§ **EXTRAIT CHOISI**
══════════

On voit combien est désavantageuse pour la France la mesure prohibitive qui pèse sur nos bâtimens de guerre. Ce n’est pas seulement notre marine qui souffre de cette entrave ; notre commerce en sent aussi le poids. On me pardonnera de citer un exemple personnel. C’était dans l’un de mes voyages à Guaymas, le port de l’état de Sonora. À cette époque (et cette mesure existe encore), le fisc mexicain avait prohibé l’exportation des lingots d’argent ou de la poudre d’or pour n’être pas frustré des droits de monnayage. Cette loi est respectable sans doute, mais difficile à exécuter à la lettre dans un pays où les transactions un peu considérables ne se paient qu’en lingots. Une corvette anglaise, dont je pourrais citer le nom, se trouvait en partance au moment où je venais de recevoir en barres d’argent le paiement d’une assez forte somme. J’avais un besoin urgent d’opérer des retours en Europe ; le crédit et l’honneur de la maison que je représentais étaient à ce prix. La ville où je pouvais faire monnayer ces lingots étant située au moins à soixante lieues du port, je ne pouvais prendre qu’un parti, celui de les embarquer en contrebande.

══════════

§ **JEU DE DONNÉES**
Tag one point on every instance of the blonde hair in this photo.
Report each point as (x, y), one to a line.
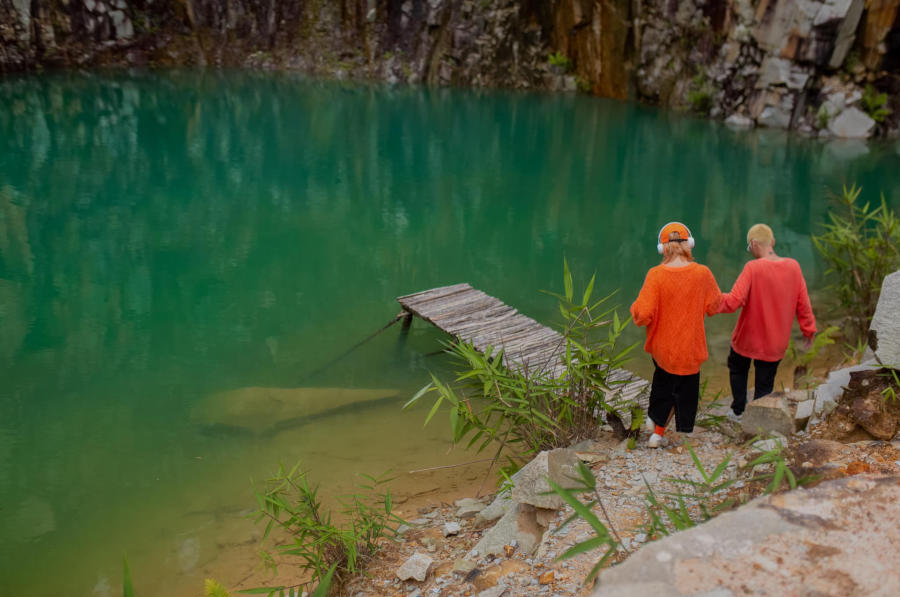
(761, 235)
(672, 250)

══════════

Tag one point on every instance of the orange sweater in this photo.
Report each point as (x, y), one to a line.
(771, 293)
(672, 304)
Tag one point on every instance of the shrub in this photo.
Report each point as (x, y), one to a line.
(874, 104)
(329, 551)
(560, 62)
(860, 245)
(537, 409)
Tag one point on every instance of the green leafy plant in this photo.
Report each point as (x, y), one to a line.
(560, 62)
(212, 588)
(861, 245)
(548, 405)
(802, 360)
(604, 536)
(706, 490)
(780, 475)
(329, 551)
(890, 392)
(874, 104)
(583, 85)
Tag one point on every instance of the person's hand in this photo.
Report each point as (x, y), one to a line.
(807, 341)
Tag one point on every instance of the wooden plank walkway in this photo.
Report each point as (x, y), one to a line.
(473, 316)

══════════

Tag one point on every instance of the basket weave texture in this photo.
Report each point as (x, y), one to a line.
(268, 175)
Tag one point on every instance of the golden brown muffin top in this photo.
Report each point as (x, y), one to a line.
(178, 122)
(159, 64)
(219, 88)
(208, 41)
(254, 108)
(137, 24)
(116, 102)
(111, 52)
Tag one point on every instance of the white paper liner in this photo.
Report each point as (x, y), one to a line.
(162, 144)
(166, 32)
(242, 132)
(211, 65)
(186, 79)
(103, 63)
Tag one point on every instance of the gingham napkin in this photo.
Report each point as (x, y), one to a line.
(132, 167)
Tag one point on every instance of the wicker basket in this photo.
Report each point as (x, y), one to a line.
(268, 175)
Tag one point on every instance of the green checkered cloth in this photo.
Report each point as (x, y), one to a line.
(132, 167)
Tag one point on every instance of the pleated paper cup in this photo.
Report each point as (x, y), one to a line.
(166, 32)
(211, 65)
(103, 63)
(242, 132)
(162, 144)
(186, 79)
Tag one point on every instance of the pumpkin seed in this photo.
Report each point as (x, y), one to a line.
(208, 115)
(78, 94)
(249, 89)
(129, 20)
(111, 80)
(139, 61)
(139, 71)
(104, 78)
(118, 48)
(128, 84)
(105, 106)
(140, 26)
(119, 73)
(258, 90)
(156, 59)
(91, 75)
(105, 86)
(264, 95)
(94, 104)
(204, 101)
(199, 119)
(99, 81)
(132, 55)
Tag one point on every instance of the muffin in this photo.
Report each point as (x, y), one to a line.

══════════

Reproduisez mot pour mot l'extrait choisi, en entier.

On voit combien est désavantageuse pour la France la mesure prohibitive qui pèse sur nos bâtimens de guerre. Ce n’est pas seulement notre marine qui souffre de cette entrave ; notre commerce en sent aussi le poids. On me pardonnera de citer un exemple personnel. C’était dans l’un de mes voyages à Guaymas, le port de l’état de Sonora. À cette époque (et cette mesure existe encore), le fisc mexicain avait prohibé l’exportation des lingots d’argent ou de la poudre d’or pour n’être pas frustré des droits de monnayage. Cette loi est respectable sans doute, mais difficile à exécuter à la lettre dans un pays où les transactions un peu considérables ne se paient qu’en lingots. Une corvette anglaise, dont je pourrais citer le nom, se trouvait en partance au moment où je venais de recevoir en barres d’argent le paiement d’une assez forte somme. J’avais un besoin urgent d’opérer des retours en Europe ; le crédit et l’honneur de la maison que je représentais étaient à ce prix. La ville où je pouvais faire monnayer ces lingots étant située au moins à soixante lieues du port, je ne pouvais prendre qu’un parti, celui de les embarquer en contrebande.